***** Records to process
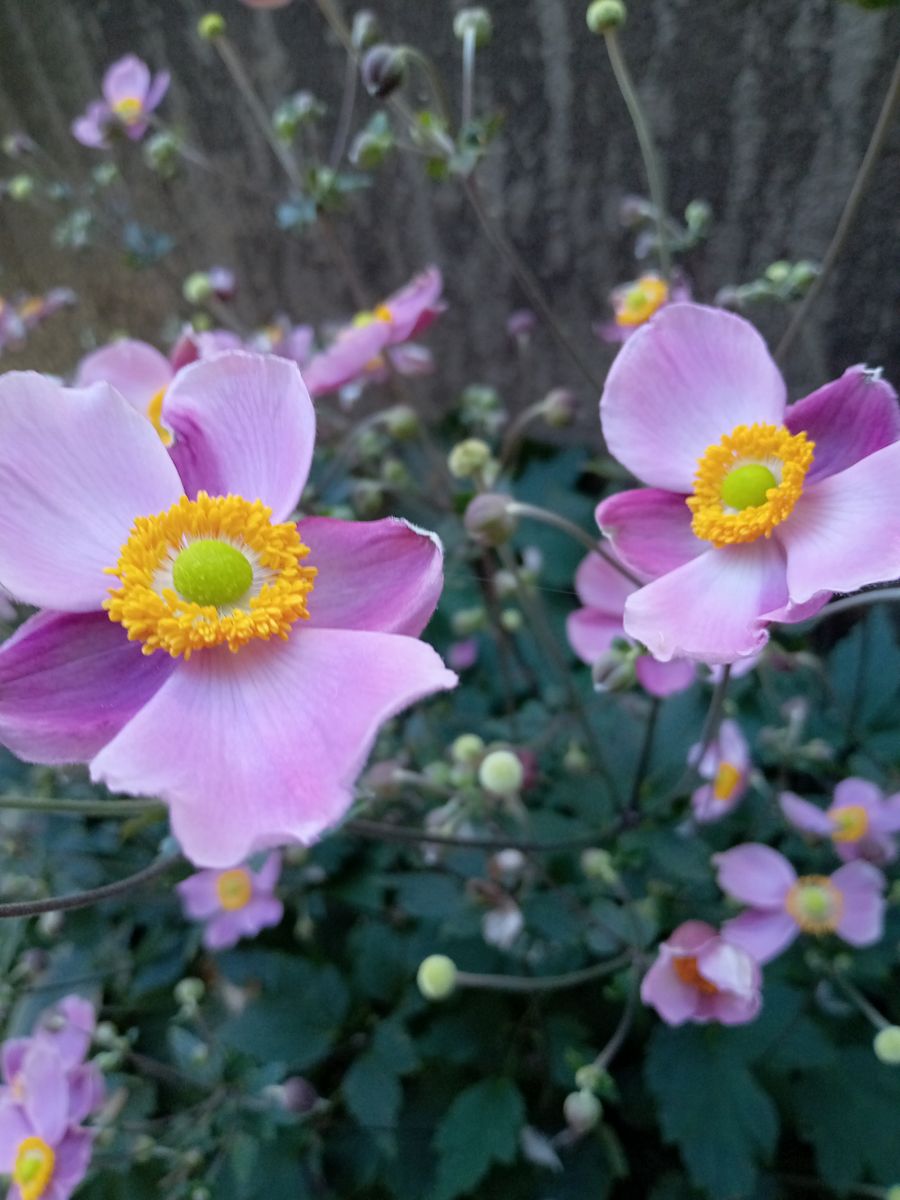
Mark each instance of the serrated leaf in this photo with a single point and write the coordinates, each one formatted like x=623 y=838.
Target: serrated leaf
x=481 y=1127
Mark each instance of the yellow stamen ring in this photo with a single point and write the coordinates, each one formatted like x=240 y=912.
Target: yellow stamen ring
x=153 y=611
x=234 y=888
x=33 y=1169
x=815 y=904
x=787 y=456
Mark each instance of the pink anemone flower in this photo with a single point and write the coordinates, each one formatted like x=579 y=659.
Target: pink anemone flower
x=756 y=511
x=130 y=95
x=186 y=648
x=700 y=976
x=726 y=765
x=233 y=904
x=859 y=821
x=850 y=903
x=361 y=347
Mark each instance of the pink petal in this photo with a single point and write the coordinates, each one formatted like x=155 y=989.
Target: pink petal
x=755 y=875
x=863 y=889
x=838 y=538
x=76 y=467
x=129 y=78
x=244 y=425
x=263 y=747
x=763 y=934
x=681 y=383
x=711 y=610
x=849 y=419
x=651 y=531
x=69 y=683
x=136 y=370
x=379 y=575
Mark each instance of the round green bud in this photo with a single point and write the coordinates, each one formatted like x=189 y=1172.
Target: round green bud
x=468 y=457
x=477 y=22
x=887 y=1045
x=211 y=25
x=502 y=773
x=582 y=1110
x=436 y=977
x=197 y=288
x=467 y=749
x=604 y=16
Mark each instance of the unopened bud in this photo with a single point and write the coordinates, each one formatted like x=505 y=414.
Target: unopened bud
x=437 y=977
x=474 y=21
x=605 y=16
x=502 y=773
x=211 y=25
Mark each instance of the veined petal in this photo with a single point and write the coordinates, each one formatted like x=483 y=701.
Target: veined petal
x=263 y=747
x=77 y=466
x=244 y=425
x=683 y=381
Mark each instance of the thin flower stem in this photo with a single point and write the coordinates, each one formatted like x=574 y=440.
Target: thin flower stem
x=543 y=983
x=93 y=895
x=516 y=508
x=886 y=117
x=648 y=151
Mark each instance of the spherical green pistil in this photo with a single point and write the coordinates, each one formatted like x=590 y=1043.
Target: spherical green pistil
x=211 y=573
x=745 y=487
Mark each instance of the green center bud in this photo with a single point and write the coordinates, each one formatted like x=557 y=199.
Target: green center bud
x=211 y=573
x=745 y=487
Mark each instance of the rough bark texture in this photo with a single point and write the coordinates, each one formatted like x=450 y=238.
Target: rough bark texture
x=763 y=109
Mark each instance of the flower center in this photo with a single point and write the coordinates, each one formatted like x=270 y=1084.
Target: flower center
x=33 y=1168
x=726 y=781
x=154 y=414
x=748 y=484
x=129 y=109
x=851 y=822
x=641 y=300
x=688 y=971
x=815 y=904
x=234 y=888
x=209 y=571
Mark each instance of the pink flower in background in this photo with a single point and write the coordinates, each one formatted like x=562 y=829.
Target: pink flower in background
x=859 y=821
x=726 y=765
x=235 y=903
x=701 y=976
x=359 y=348
x=130 y=95
x=756 y=511
x=850 y=903
x=263 y=681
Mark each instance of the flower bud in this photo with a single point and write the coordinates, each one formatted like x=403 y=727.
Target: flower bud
x=383 y=70
x=436 y=977
x=604 y=16
x=489 y=520
x=474 y=21
x=887 y=1045
x=502 y=773
x=582 y=1110
x=211 y=25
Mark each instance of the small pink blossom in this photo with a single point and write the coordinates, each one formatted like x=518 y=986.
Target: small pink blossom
x=702 y=976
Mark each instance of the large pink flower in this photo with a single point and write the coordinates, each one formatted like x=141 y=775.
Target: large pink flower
x=755 y=511
x=700 y=976
x=263 y=679
x=850 y=903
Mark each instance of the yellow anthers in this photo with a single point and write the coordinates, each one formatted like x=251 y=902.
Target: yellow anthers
**********
Reproduce all of the records above verbatim, omitting the pictures.

**Solution for this exercise**
Mark each instance of the serrated leaf in this photo with a single point and write the coordinates, each one formatted like x=623 y=838.
Target: serrated leaf
x=481 y=1127
Mark each instance of the yellow stamen ring in this photo with a single point and write the coordinates, each one formatted like x=240 y=912.
Target: yellow stamen ring
x=153 y=611
x=234 y=888
x=33 y=1169
x=815 y=904
x=787 y=456
Mark each instance of the pink anemone flower in this photo with a single point and write the coordinates, each one formatted like x=579 y=659.
Target: pink anemone flower
x=756 y=511
x=130 y=95
x=186 y=648
x=700 y=976
x=726 y=765
x=233 y=904
x=859 y=821
x=850 y=903
x=361 y=347
Mark each instance of the pink petal in this photo with a single point and write the coordinates, each one formatted like x=155 y=989.
Target: pink petal
x=755 y=875
x=863 y=889
x=838 y=538
x=76 y=467
x=129 y=78
x=244 y=425
x=263 y=747
x=763 y=934
x=681 y=383
x=711 y=610
x=849 y=419
x=651 y=531
x=69 y=683
x=136 y=370
x=379 y=575
Mark each instance of the round green bud in this photo with a single point and write the coordinates, each one formatted like x=189 y=1172.
Target: round green bud
x=468 y=457
x=477 y=22
x=887 y=1045
x=211 y=25
x=502 y=773
x=582 y=1110
x=436 y=977
x=197 y=288
x=467 y=749
x=604 y=16
Mark each instance of the unopened bud in this photo with a single point and write the coordinates, each one formatted like x=505 y=414.
Target: unopened bud
x=437 y=977
x=474 y=21
x=605 y=16
x=502 y=773
x=211 y=25
Mark each instance of the veined petal in this photo with a single point and write the coordinates, each one formatted like x=483 y=701.
Target: veined petal
x=263 y=747
x=77 y=466
x=244 y=425
x=683 y=381
Mark each instance of the thin flower stem in this photo with a single point and write the coordinates, each one formatted like x=574 y=440.
Target: thin flower stem
x=543 y=983
x=93 y=895
x=516 y=508
x=886 y=117
x=648 y=151
Mark each instance of the spherical green pistil in this photo with a single point and write the coordinates, each one formatted like x=590 y=1043.
Target: spherical green pistil
x=211 y=573
x=745 y=487
Mark each instance of the green center bud in this photo with a single point and write the coordinates, each one formatted like x=557 y=199.
Target: green center bud
x=211 y=573
x=745 y=487
Mark each instance of the rough bark texture in this photo with a single point and write the coordinates, each one formatted like x=450 y=238.
Target: rough bark texture
x=763 y=109
Mark each instance of the flower center in this photo with a single point and write the coordinates, each one formatted like x=270 y=1084.
Target: flower center
x=33 y=1168
x=726 y=781
x=154 y=414
x=748 y=484
x=129 y=109
x=851 y=822
x=641 y=300
x=688 y=971
x=815 y=904
x=234 y=888
x=209 y=571
Mark each instance of the pink flower in background in this photo with a single point and write the coordinates, each one formatted like x=562 y=829.
Target: pink flower in background
x=859 y=821
x=726 y=765
x=235 y=903
x=701 y=976
x=359 y=348
x=130 y=95
x=756 y=511
x=850 y=903
x=263 y=681
Mark each instance of the flower bud in this photo with a single point and write the coordinates, each one formatted like x=403 y=727.
Target: flower bud
x=383 y=70
x=436 y=977
x=604 y=16
x=489 y=520
x=474 y=21
x=887 y=1045
x=502 y=773
x=582 y=1110
x=211 y=25
Mark each instance of the small pink blossom in this photo with a single point and write the coordinates, each one formatted like x=518 y=986.
Target: small pink blossom
x=702 y=976
Mark each instance of the large pink flower in this photo with a single point and write the coordinates, each one formatted like x=141 y=775.
Target: large pink flower
x=755 y=511
x=700 y=976
x=263 y=679
x=850 y=903
Mark each instance of the yellow anthers in this photo with a single point and write the coordinates, each one formatted like x=251 y=902.
Target: yellow anthers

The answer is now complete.